GOAL OF THE EXERCISE:
Give the number of lines in the records below that contain the word "fence", and reply with that number alone.

****

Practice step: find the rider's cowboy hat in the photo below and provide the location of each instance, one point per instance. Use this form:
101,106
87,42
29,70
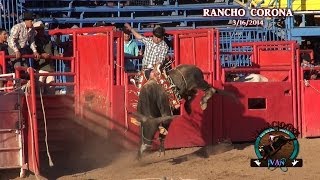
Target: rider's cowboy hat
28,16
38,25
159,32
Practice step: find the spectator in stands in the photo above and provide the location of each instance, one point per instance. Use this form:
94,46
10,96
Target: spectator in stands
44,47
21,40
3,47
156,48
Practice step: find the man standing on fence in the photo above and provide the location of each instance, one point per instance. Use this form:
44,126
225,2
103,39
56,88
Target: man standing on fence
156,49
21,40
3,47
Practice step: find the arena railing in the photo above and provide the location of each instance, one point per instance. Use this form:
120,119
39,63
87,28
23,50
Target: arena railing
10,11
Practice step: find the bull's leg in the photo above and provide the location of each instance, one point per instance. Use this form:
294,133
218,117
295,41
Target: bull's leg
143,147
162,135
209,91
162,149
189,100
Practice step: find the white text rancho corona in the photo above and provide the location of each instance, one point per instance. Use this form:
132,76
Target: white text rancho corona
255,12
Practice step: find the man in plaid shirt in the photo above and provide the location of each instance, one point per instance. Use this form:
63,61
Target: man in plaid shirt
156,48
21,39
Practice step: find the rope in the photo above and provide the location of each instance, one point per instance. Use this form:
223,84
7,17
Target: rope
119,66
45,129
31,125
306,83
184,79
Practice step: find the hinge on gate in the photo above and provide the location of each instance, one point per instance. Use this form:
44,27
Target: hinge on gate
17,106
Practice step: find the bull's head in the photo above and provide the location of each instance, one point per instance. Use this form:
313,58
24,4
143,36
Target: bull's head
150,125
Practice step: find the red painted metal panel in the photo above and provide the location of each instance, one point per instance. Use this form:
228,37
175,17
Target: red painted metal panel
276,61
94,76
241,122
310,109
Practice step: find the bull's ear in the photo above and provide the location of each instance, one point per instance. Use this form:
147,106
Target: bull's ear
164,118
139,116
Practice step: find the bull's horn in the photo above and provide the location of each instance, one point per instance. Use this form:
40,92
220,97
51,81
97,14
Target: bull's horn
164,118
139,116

****

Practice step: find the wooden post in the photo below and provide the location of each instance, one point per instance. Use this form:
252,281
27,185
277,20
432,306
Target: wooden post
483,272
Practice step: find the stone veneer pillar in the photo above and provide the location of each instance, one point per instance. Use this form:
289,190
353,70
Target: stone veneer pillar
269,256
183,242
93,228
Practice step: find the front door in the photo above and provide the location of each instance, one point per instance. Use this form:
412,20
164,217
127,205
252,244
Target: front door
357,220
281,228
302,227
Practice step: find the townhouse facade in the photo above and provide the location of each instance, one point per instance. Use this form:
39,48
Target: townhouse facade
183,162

****

ANSWER TO THE EXERCISE:
2